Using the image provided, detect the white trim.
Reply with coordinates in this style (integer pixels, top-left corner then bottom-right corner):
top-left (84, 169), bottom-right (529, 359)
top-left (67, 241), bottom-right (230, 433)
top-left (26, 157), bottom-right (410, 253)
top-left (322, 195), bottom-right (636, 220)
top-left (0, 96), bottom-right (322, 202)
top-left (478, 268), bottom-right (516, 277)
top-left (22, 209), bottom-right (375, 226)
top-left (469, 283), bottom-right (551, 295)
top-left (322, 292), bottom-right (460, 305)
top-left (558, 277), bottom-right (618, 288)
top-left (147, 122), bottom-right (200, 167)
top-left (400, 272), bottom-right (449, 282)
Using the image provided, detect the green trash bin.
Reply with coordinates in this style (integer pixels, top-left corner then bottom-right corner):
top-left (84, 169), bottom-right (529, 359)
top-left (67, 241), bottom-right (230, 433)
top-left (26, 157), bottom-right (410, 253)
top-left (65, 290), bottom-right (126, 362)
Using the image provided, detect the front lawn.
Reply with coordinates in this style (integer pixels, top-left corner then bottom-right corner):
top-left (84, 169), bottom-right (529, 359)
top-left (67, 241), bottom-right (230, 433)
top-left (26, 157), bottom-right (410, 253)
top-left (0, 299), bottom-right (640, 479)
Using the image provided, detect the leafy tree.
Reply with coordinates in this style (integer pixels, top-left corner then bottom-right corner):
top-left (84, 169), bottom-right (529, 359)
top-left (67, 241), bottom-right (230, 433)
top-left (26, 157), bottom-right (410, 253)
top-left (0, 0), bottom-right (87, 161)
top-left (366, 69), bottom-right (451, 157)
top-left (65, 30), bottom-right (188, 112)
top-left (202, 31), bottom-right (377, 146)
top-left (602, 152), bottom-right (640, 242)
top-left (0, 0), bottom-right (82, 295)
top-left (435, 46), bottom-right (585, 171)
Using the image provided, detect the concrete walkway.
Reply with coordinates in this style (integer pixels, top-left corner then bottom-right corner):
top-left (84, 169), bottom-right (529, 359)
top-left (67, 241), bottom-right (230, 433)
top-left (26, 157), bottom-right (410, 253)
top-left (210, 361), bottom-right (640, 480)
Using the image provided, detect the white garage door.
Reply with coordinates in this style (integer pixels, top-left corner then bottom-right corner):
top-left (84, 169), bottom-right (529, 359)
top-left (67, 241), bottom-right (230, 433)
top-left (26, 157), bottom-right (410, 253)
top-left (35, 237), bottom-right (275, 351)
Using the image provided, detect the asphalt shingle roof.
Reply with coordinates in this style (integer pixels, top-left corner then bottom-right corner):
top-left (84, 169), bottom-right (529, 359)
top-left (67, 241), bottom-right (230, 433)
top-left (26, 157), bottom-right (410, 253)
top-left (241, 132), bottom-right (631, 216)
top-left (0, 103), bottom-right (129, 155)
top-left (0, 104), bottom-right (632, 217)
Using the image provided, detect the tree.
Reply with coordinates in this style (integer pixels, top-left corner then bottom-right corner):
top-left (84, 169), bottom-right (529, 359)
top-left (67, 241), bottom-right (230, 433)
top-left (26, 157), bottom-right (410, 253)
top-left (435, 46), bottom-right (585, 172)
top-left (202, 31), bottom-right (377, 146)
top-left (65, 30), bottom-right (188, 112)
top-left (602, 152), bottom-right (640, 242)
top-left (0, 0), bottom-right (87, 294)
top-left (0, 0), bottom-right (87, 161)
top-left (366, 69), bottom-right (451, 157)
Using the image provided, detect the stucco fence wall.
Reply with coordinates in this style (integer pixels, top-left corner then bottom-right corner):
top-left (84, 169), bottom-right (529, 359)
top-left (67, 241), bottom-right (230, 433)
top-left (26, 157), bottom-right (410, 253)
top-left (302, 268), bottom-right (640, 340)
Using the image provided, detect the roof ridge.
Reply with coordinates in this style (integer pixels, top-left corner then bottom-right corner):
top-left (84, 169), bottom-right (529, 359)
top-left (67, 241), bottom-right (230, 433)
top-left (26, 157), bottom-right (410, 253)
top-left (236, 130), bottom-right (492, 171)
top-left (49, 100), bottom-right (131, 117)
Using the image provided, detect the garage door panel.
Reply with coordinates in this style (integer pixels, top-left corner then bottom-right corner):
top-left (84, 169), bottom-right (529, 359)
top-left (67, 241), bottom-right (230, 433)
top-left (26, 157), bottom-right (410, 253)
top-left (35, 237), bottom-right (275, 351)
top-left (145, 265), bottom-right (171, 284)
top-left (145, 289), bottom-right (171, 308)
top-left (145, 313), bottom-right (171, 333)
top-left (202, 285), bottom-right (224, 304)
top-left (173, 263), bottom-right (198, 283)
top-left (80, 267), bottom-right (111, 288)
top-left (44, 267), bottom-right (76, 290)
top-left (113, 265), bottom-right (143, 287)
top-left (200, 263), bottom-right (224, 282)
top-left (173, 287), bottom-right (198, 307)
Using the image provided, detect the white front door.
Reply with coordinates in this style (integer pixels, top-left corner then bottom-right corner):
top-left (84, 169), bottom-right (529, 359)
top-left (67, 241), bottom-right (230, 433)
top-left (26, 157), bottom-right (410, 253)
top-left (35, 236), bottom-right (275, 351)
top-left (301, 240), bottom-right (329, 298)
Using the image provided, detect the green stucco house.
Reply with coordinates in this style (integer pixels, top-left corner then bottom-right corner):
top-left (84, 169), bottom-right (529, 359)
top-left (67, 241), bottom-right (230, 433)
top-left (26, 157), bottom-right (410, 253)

::::::

Task directions >> Copy out all of the data above again, switching each "Using the image provided" for "Based on the supplied image" and leaving everything else unchanged.

Task result >>
Based on the supplied image, detect the white trim.
Reply with coordinates in this style (integer pixels, top-left corner then bottom-right corner):
top-left (84, 169), bottom-right (529, 359)
top-left (67, 241), bottom-right (230, 433)
top-left (26, 157), bottom-right (410, 253)
top-left (322, 195), bottom-right (636, 220)
top-left (0, 96), bottom-right (322, 202)
top-left (478, 268), bottom-right (516, 277)
top-left (22, 209), bottom-right (375, 226)
top-left (469, 283), bottom-right (551, 295)
top-left (322, 292), bottom-right (460, 305)
top-left (558, 277), bottom-right (618, 288)
top-left (147, 122), bottom-right (200, 167)
top-left (400, 272), bottom-right (449, 282)
Based on the supplied image, detect the green trash bin.
Reply with coordinates in this style (integer pixels, top-left corner then bottom-right corner):
top-left (84, 169), bottom-right (529, 359)
top-left (67, 241), bottom-right (230, 433)
top-left (26, 157), bottom-right (410, 253)
top-left (65, 290), bottom-right (126, 362)
Based on the supplied image, detect the front lawn.
Reply with coordinates in this style (integer pixels, top-left corner then bottom-right corner):
top-left (84, 169), bottom-right (529, 359)
top-left (67, 241), bottom-right (230, 433)
top-left (26, 157), bottom-right (410, 253)
top-left (0, 299), bottom-right (640, 479)
Based on the supplied image, detect the leafy tree.
Reply with coordinates in this style (integer pixels, top-left corner then bottom-right corner):
top-left (84, 169), bottom-right (529, 359)
top-left (67, 241), bottom-right (230, 433)
top-left (26, 157), bottom-right (410, 253)
top-left (0, 0), bottom-right (87, 161)
top-left (366, 69), bottom-right (451, 157)
top-left (65, 30), bottom-right (188, 112)
top-left (202, 31), bottom-right (377, 146)
top-left (602, 152), bottom-right (640, 242)
top-left (0, 0), bottom-right (82, 295)
top-left (435, 46), bottom-right (585, 171)
Based on the supplied image, detect the concrete walkway.
Reply with coordinates in this style (integer pixels, top-left corner then bottom-right corner):
top-left (84, 169), bottom-right (529, 359)
top-left (67, 241), bottom-right (230, 433)
top-left (26, 157), bottom-right (410, 253)
top-left (210, 361), bottom-right (640, 480)
Based on the supplied image, detect the white garage door.
Reply with coordinates in this style (integer pixels, top-left corner then bottom-right corner):
top-left (84, 169), bottom-right (529, 359)
top-left (67, 241), bottom-right (230, 433)
top-left (26, 157), bottom-right (410, 253)
top-left (35, 237), bottom-right (275, 351)
Based on the supplied image, detect the asphalt shingle roof.
Reply with coordinates in this style (integer pixels, top-left corner then bottom-right corner):
top-left (84, 169), bottom-right (529, 359)
top-left (67, 241), bottom-right (230, 433)
top-left (26, 157), bottom-right (410, 253)
top-left (241, 132), bottom-right (631, 216)
top-left (0, 103), bottom-right (129, 155)
top-left (0, 104), bottom-right (632, 217)
Based on the supplied image, detect the tree.
Reply with coordinates in this style (integer pixels, top-left corner then bottom-right corner):
top-left (84, 169), bottom-right (529, 359)
top-left (67, 241), bottom-right (230, 433)
top-left (26, 157), bottom-right (410, 253)
top-left (435, 46), bottom-right (585, 172)
top-left (202, 31), bottom-right (377, 146)
top-left (65, 30), bottom-right (188, 112)
top-left (602, 152), bottom-right (640, 242)
top-left (0, 0), bottom-right (87, 294)
top-left (0, 0), bottom-right (87, 161)
top-left (366, 69), bottom-right (451, 157)
Based on the supplied image, detect the stucco fence wall.
Reply with coordinates in this style (integer pixels, top-left corner then bottom-right corner):
top-left (84, 169), bottom-right (529, 359)
top-left (67, 241), bottom-right (230, 433)
top-left (26, 157), bottom-right (410, 253)
top-left (302, 268), bottom-right (640, 340)
Based on the supplied image, detect the roof ridge.
Reply with coordinates in this style (integer pixels, top-left corner then bottom-right corner):
top-left (84, 169), bottom-right (529, 359)
top-left (67, 241), bottom-right (230, 433)
top-left (26, 157), bottom-right (410, 253)
top-left (236, 130), bottom-right (492, 171)
top-left (49, 100), bottom-right (131, 117)
Based on the supplied image, detect the garage door panel.
Reply with coordinates in this style (integer pixels, top-left corner then bottom-right corner):
top-left (84, 169), bottom-right (529, 359)
top-left (67, 241), bottom-right (230, 433)
top-left (26, 157), bottom-right (410, 253)
top-left (35, 237), bottom-right (275, 351)
top-left (145, 265), bottom-right (171, 284)
top-left (145, 289), bottom-right (171, 308)
top-left (145, 313), bottom-right (171, 333)
top-left (202, 285), bottom-right (224, 304)
top-left (173, 263), bottom-right (198, 283)
top-left (80, 267), bottom-right (111, 288)
top-left (44, 267), bottom-right (76, 290)
top-left (113, 265), bottom-right (143, 287)
top-left (200, 263), bottom-right (224, 282)
top-left (173, 287), bottom-right (198, 307)
Based on the supplied image, detect the white front door.
Reply with coordinates in this style (integer pixels, top-left corner then bottom-right corner):
top-left (84, 169), bottom-right (529, 359)
top-left (67, 241), bottom-right (230, 433)
top-left (26, 157), bottom-right (410, 253)
top-left (35, 236), bottom-right (275, 351)
top-left (301, 240), bottom-right (329, 298)
Based on the supplied image, detect the green stucco house.
Reply with coordinates in this style (integer pixels, top-left corner then bottom-right corner):
top-left (84, 169), bottom-right (529, 359)
top-left (67, 241), bottom-right (230, 433)
top-left (26, 157), bottom-right (410, 253)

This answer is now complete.